- _Aufgaben_:
• 1. Prüfe, ob die folgenden Aussagen mit dem Textauszug über die Kommunalfinanzen übereinstimmen, und antworte jeweils mit Ja oder Nein samt der entscheidenden Textstelle im genauen Wortlaut.
(a) Im vergangenen Jahr war die Summe der Kassenkredite landesweit höher als die der Investitionskredite.
(b) Der Rechnungshof rät den Kommunen zu Neubauten, um Kosten zu senken.
(c) In Sachsen-Anhalt gibt es mehr Gemeinden und Gemeindeverbände als in Rheinland-Pfalz.
• 2. Führe den Textauszug über die Kommunalfinanzen nach seinem letzten Satz fort.

- _Textauszug_:
· · · · · · ·
Im vergangenen Jahr überstieg landesweit die Summe der Kassenkredite mit 5,4 Milliarden Euro erstmals die der Investitionskredite (5,1 Milliarden Euro). Rheinland-Pfalz liegt mit diesen Zahlen laut Rechnungshof, pro Einwohner betrachtet, um 52 Prozent über dem Durchschnitt der westlichen Flächenländer.

Während Bürgermeister und Landräte stets auf die stark gestiegenen Kosten für gesetzliche Aufgaben wie Jugend- und Sozialhilfe verweisen, die ihnen von Bund und Land aufgebürdet worden seien, sieht der Rechnungshof durchaus Handlungsoptionen bei den Kommunen selbst. Sie müssten ihre Organisation und Verwaltungsabläufe kostengünstiger gestalten. Teure Neubauten mit hohen Betriebskosten seien zu vermeiden.

Dem Land schreiben die Prüfer ins Stammbuch, die Kommunal- und Verwaltungsreform voranzutreiben und dabei alle Ebenen einzubeziehen. Begründung: Mit zunehmender Gemeindegröße sänken tendenziell die Verwaltungskosten. Verwiesen wird auf ein Bundesland wie Sachsen-Anhalt, wo es seit dem 1. Januar nur noch 219 Gemeinden und Gemeindeverbände gebe - in Rheinland-Pfalz sind es 2493.
· · · · · · ·
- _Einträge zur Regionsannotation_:
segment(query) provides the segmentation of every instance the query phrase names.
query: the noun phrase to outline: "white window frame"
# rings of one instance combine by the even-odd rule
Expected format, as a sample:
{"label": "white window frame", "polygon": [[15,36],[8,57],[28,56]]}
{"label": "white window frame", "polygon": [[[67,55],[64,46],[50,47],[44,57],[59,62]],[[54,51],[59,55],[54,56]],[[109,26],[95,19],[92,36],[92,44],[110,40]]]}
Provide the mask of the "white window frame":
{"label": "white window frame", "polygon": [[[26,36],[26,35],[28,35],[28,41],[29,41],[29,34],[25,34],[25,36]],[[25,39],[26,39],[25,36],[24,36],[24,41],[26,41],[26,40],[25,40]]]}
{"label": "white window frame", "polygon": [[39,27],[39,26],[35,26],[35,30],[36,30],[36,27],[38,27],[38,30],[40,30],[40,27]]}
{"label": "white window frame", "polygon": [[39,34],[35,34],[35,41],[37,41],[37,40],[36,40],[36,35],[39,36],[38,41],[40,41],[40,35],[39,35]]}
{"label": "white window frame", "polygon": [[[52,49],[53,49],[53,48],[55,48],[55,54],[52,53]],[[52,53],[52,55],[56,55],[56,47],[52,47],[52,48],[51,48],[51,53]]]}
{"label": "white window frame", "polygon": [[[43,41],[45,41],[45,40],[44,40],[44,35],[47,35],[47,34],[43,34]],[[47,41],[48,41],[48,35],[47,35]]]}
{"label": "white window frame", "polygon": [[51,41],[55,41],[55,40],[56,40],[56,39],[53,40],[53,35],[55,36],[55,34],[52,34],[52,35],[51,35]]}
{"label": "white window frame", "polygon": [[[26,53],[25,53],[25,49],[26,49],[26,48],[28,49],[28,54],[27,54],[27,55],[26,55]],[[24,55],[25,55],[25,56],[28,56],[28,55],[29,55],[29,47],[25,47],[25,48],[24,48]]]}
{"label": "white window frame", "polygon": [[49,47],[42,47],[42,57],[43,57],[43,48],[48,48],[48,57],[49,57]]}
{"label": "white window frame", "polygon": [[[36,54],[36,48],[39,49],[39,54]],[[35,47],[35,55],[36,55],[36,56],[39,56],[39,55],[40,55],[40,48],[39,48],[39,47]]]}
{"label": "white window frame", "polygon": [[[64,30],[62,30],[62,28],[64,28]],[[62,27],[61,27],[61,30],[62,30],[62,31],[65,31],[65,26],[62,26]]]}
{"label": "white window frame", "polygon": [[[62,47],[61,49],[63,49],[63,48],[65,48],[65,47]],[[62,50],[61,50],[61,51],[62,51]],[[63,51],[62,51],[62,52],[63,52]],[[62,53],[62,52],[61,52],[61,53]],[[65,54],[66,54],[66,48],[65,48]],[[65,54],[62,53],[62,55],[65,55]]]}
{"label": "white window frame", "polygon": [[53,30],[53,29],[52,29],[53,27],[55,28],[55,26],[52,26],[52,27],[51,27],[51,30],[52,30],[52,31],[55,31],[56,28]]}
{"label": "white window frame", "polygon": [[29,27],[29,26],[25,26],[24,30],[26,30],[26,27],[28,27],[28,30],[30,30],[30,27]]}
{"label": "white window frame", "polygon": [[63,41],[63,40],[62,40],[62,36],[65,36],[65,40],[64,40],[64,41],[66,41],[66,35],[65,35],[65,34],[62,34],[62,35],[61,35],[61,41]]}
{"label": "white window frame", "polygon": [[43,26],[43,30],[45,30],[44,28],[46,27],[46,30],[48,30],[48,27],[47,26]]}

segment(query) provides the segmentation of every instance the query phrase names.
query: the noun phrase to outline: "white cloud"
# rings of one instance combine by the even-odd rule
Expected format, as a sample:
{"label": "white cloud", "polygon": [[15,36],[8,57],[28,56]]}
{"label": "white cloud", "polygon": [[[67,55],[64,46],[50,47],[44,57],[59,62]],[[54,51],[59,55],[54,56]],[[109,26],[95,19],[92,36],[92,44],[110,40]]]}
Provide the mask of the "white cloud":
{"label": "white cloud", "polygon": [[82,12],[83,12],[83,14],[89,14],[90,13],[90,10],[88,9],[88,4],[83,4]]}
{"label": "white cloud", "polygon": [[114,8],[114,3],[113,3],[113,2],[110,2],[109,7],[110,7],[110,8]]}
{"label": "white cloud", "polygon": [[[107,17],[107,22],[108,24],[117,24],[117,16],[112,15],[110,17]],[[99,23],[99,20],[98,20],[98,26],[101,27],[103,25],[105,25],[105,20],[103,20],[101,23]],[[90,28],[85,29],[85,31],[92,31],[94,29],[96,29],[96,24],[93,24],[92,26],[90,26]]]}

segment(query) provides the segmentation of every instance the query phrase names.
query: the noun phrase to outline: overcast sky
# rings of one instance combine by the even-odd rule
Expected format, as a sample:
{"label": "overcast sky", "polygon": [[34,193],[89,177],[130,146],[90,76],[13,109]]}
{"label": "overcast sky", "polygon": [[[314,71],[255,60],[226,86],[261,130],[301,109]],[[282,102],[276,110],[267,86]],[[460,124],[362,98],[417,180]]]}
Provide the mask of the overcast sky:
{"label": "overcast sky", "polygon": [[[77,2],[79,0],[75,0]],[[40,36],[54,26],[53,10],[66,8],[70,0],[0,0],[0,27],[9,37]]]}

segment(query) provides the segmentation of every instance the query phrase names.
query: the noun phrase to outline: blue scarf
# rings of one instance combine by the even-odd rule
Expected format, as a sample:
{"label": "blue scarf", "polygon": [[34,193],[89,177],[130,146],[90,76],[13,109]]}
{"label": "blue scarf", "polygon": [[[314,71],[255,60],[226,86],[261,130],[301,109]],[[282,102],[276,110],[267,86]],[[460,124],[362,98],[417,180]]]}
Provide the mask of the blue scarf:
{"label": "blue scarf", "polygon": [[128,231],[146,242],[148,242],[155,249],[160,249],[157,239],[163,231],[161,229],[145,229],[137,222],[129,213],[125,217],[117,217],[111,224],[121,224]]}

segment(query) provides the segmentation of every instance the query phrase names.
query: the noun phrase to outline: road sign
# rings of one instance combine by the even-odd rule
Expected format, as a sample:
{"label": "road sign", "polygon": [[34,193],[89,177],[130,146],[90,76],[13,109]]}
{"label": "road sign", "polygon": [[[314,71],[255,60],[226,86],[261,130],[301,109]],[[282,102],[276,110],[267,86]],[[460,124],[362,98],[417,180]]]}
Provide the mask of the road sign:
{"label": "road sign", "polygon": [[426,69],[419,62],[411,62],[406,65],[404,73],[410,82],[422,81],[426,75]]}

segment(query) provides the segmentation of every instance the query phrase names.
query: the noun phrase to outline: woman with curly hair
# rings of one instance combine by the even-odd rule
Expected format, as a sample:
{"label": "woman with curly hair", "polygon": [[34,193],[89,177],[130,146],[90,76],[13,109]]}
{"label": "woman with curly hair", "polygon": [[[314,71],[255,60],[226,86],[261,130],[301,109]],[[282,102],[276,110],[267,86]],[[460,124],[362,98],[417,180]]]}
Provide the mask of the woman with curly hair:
· · · · · · ·
- _Lösungen_:
• 1.
(a) Ja: „Im vergangenen Jahr überstieg landesweit die Summe der Kassenkredite mit 5,4 Milliarden Euro erstmals die der Investitionskredite (5,1 Milliarden Euro).“
(b) Nein: „Teure Neubauten mit hohen Betriebskosten seien zu vermeiden.“
(c) Nein: „wo es seit dem 1. Januar nur noch 219 Gemeinden und Gemeindeverbände gebe - in Rheinland-Pfalz sind es 2493.“

• 2.
Einen neuen Vorschlag macht nun das Karl-Bräuer-Institut des Bundes der Steuerzahler: "Zeitnah" sollten kommunale Schuldenbremsen für Gemeinden eingeführt werden mit dem Ziel, die Aufnahme von Kassenkrediten nur mit einjähriger Laufzeit zu erlauben und die Gemeinden gleichzeitig zum Abbau der aufgelaufenen Defizite zu verpflichten.

Ein offenbar dem Zeitgeist folgender Vorstoß, denn für den Bund und die Länder gelten bereits solche Schuldenbremsen. Rheinland-Pfalz darf ab dem Jahr 2020 keine Nettoneukredite mehr aufnehmen, um den Landeshaushalt auszugleichen.

Die Reaktionen fallen unterschiedlich aus. "Wir haben diesen Schritt eigentlich schon hinter uns. Wir haben uns einvernehmlich mit den kommunalen Spitzenverbänden zu einem sehr ehrgeizigen Konsolidierungs- und Entschuldungsprogramm entschieden", sagt Finanzminister Carsten Kühl (SPD) unter Verweis auf den kommunalen Entschuldungsfonds. 15 Jahre lang werde damit beim Abbau von zwei Dritteln der Kassenkredite geholfen. 3,9 Milliarden Euro würden dafür aufgebracht.

Kühl kann sich durchaus eine zusätzliche gesetzliche Hürde für die zukünftige Inanspruchnahme von Kassenkrediten vorstellen. Darüber werde derzeit diskutiert. "Ein bloßes Verbot, eine Schuldenbremse ohne ein mutiges Entschuldungsprogramm, wäre aber ohne Erfolgsaussichten."

Aloysius Söhngen, Vorsitzender des Gemeinde- und Städtebundes, hält von einer kommunalen Schuldenbremse nichts. "Unser Problem sind die gesetzlichen Pflichtausgaben." Das Beziehungsgeflecht zwischen Bund, Ländern und Gemeinden müsse neu geordnet werden.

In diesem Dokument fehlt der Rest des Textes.